■ **Source**

-----

This Historic Rally Marches On

Current Market Analysis
Last Month's Results
Statistics to Watch
Trends To Watch
What I'm Thinking and Doing
News and Notes

Current Market Analysis

The Dow Jones Industrial Average currently stands at 15,900, up a healthy 508 points, or 3.3%, from when I wrote to you last month. This leaves the venerable average up a very robust 21.3% from the 2012 year-end closing price of 13,104. The DJIA is just below its all time high set just two days ago. It's important to note that the transportation average, and the S&P 500, have both powered to all time highs at the same time. This suggests that the rally is broad and likely has legs. So jump on board and enjoy the ride. 

I continue to believe that the market will close the year higher than current levels. Last month I said that "maybe we'll surpass 16,000 along the way." We've already surpassed that mark, if only on an intra-day basis. I expect that we'll see it happen on an end of day basis soon enough. The Federal Reserve will likely remain accommodative well into next year. The only real concern will be when the government fighting begins anew in January. But we'll start worrying about that next month. For now, the financial headwinds should continue to blow the market higher.

The Dow Jones Transportation Average continues its upward trajectory with ever higher highs and higher lows. This is an almost perfectly bullish chart. I think any weakness below the 6,900 level would be a buying opportunity.


The Dow Jones Utility Average looks to be breaking down a bit. After falling for a couple of months, interest rates have moved higher recently, causing distress to the utility sector, which is highly interest rate sensitive. Still, as I don't believe rates will move appreciably higher for at least a few months, I don't think there's too much danger to investors right now, but this bears watching. 


As you can see, the yield on the 10-year Treasury has again rebounded off support at around 2.45% and moved higher in recent weeks. Last month I wrote that I was "surprised to see the yield fall [that] far, as it means investors are buying these bonds again. Why accept a 2.5% yield for 10 years when the stock market offers a MUCH better alternative?" Perhaps someone was listening. I expect rates to remain range-bound at least through the end of the year, and likely well into the first quarter of 2014. Then look for rates to start moving higher. 


Last Month's Results

The market continued its historic rally in October with stunning gains across the board. All of the major averages are enjoying huge gains, with better than 20% returns. The tech-heavy Nasdaq and Russell 2000 growth averages have even exceeded 30%. The bond market enjoyed a modest gain for the month as rates stabilized but continues to show a loss for the year. Overall, unless you're overweighted in bonds, you should be very happy this year. 

Name of Index

Oct

QTD

YTD

Description

S&P 500

4.6

4.6

25.3

Large-cap stocks

Dow Jones Industrial Average

2.9

2.9

21.0

Large-cap stocks

NASDAQ Composite

4.0

4.0

31.1

Large-cap tech stocks

Russell 1000 Growth

4.4

4.4

26.2

Large-cap growth stocks

Russell 1000 Value

4.4

4.4

25.7

Large-cap value stocks

Russell 2000 Growth

1.8

1.8

34.9

Small-cap growth stocks

Russell 2000 Value

3.3

3.3

27.1

Small-cap value stocks

MSCI EAFE

3.4

3.4

20.5

Europe, Australia, Far East

Barclays Aggregate

0.8

0.8

-1.1

US government bonds

Barclays High Yield

2.5

2.5

6.3

High-yield corporate bonds

* Return numbers include the reinvestment of dividends

Statistics To Watch

  • According to the Department of Labor, the figure for seasonally-adjusted initial jobless claims for the week ended November 8 was 339,000, a decrease of 2,000 from the prior week's revised figure. The four-week average of 344,500 is about 6,000 lower than the tally from a month ago. According to the seasonal average, about 2.86 million people continue to collect unemployment insurance, which is roughly the same as the prior month.

-----

■ **Excerpted data**
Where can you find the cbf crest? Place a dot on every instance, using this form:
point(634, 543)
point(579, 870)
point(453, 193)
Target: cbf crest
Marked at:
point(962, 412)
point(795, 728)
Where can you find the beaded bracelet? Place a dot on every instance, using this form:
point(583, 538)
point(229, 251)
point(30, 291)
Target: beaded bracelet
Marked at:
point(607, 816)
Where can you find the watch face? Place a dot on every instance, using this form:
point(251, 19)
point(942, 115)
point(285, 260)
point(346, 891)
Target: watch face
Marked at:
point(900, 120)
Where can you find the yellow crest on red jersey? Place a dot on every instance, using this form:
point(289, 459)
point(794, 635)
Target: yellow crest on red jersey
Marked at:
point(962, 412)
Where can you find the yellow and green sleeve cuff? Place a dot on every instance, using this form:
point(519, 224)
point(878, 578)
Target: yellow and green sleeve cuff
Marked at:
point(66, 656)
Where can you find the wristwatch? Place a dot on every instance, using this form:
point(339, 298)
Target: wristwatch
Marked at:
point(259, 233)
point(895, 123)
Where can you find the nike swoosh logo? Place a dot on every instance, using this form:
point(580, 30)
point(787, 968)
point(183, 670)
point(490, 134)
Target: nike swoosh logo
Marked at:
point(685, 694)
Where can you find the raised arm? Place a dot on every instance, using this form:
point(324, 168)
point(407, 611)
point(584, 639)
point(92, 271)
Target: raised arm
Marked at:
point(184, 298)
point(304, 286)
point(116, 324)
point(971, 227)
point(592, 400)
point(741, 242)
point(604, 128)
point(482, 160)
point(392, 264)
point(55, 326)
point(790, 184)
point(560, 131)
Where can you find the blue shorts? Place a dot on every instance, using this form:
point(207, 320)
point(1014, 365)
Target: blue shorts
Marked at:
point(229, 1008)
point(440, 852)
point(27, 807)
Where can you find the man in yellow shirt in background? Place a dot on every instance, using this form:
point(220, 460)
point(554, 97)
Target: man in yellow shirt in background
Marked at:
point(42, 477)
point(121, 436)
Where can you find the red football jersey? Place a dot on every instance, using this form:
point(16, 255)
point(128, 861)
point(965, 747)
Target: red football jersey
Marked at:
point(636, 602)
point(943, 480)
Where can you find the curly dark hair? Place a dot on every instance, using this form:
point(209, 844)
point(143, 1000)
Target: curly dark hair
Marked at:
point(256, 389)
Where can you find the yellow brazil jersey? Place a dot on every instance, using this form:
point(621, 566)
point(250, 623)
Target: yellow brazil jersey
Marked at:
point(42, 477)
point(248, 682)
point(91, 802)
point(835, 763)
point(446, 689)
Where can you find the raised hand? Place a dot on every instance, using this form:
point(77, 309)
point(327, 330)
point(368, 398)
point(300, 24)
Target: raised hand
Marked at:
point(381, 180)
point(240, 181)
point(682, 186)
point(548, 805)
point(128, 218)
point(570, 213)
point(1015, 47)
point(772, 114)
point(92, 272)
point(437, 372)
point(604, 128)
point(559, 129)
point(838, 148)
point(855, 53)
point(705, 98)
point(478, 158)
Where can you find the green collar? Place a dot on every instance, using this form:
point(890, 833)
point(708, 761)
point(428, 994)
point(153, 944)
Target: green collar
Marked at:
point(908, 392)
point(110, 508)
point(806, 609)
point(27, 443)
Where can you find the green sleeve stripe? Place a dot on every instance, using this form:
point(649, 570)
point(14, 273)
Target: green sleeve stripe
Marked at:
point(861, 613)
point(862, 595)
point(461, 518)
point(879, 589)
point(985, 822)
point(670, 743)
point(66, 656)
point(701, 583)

-----

■ **Work to do**
A: Copy out the passage of the market commentary that begins at the words "High-yield corporate bonds" and stops after "the prior month.".
B: Translate this sentence from the market commentary into Spanish: "The Federal Reserve will likely remain accommodative well into next year."
The listing comes from a separate source and is unrelated to the market commentary.

■ **Solution list**
A:
High-yield corporate bonds

* Return numbers include the reinvestment of dividends

Statistics To Watch

  • According to the Department of Labor, the figure for seasonally-adjusted initial jobless claims for the week ended November 8 was 339,000, a decrease of 2,000 from the prior week's revised figure. The four-week average of 344,500 is about 6,000 lower than the tally from a month ago. According to the seasonal average, about 2.86 million people continue to collect unemployment insurance, which is roughly the same as the prior month.

B: Es probable que la Reserva Federal mantenga una postura acomodaticia hasta bien entrado el próximo año.